EXTRACT PROVIDED —
* * * * *

 You'll spend most of your time running throughout the streets of Silent Hill. While you could simply go straight away to your destination, exploration is rewarded with sidequests. You may come across certain open doors(or windows!), NPCs or even notes that trigger them. Not all of them are equally rewarding, but some of the are very memorable, like this one scene where you have to spin a music record backwards, and you get to see a murder scene in reverse. It's very creepy, creative and, in a very twisted way, cool. That said, some of the quests can be very vague, there aren't many pointers or hints, and Silent Hill is rather large, so it can be a bit of a pain solving these by yourself. As a matter of fact, sometimes even getting to your next plot-related objective can be tough, since Murphy won't always mark the next destination on the map. When all is said and done, I liked the idea behind the sidequests, although more hints would've been nice, and I actually enjoyed most of the puzzles in the game, even if a few of them were reused, like the 5-lock vaults.

* * * * *

EXTRACTED MATERIAL —
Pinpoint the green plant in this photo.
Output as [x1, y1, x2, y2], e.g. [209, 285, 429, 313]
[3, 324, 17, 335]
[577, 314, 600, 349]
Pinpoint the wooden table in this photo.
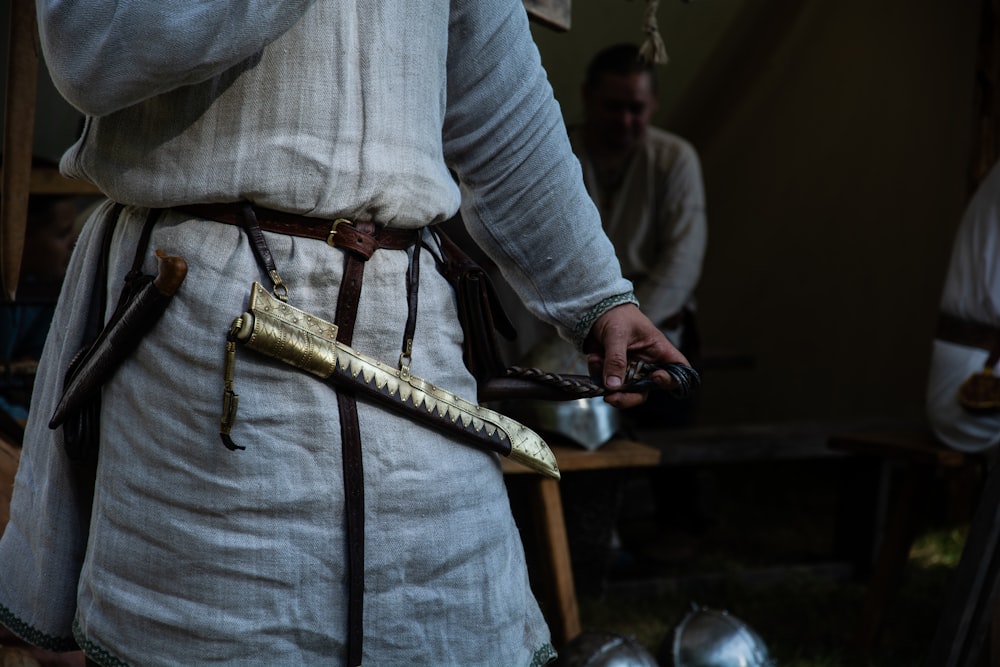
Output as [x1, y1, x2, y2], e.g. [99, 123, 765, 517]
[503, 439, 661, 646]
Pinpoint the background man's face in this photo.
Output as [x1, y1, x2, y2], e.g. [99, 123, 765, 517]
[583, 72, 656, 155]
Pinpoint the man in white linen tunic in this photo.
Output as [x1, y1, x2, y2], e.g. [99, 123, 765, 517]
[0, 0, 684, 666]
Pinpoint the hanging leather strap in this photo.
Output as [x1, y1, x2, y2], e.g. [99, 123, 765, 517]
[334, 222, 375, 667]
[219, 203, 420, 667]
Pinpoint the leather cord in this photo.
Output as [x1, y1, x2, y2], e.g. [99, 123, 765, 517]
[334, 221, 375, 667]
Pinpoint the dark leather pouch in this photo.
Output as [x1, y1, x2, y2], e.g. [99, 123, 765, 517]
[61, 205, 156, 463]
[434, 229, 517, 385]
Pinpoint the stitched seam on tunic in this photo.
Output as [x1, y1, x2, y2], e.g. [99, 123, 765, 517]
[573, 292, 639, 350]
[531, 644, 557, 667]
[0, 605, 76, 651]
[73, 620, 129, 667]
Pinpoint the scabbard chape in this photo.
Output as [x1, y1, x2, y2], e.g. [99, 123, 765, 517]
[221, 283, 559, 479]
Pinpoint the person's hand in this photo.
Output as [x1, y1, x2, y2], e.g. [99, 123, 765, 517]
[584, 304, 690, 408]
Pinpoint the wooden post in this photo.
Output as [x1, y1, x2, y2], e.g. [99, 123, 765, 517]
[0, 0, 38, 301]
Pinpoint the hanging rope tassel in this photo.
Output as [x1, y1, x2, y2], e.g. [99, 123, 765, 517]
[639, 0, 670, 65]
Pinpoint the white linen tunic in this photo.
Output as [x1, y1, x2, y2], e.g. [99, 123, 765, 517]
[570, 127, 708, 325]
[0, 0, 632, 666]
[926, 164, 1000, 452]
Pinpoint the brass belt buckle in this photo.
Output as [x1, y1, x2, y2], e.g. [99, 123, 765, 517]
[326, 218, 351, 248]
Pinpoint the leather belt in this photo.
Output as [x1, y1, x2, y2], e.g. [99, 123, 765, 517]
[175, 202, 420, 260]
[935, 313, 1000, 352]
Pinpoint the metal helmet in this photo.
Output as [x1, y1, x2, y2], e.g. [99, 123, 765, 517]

* * * * *

WHAT TO DO —
[A] Name every kind of thing that, according to the Silent Hill review passage, can trigger a sidequest.
[B] Extend the Silent Hill review passage by a paragraph in the same first-person voice, picking up after its last sentence.

RESULTS OF THE TASKS —
[A] Open doors, windows, NPCs, and notes.

[B]
 Then we've got the combat, which is serviceable. Murphy can either carry two guns, or one gun and a melee weapon. Guns work as you'd expect, and you can walk while you aim and shoot, which bears mentioning seeing how many survival horror games root you to your spot. Melee combat is a bit... spotty. You can both attack and defend with your weapons, but you also have to keep in mind that they will eventually break. You shouldn't worry too much though, as the streets and building interiors are littered with weapons, so you'll never find yourself defenseless. And in the very rare case that you do, Murphy can always count on his weak fists to help him put some distance between himself and the enemies. Still, combat never really felt... smooth, most of the enemies gained super armor after 2-3 of your strikes, forcing you to block incoming attacks. It's hard to explain, but it doesn't feel very well. Regardless, it's not terrible, it simply lacked more polish. Lastly, the way swapping equipped weapons work is a bit weird, as equipping your gun will make Murphy drop his melee weapon, instead of storing it or somethin'.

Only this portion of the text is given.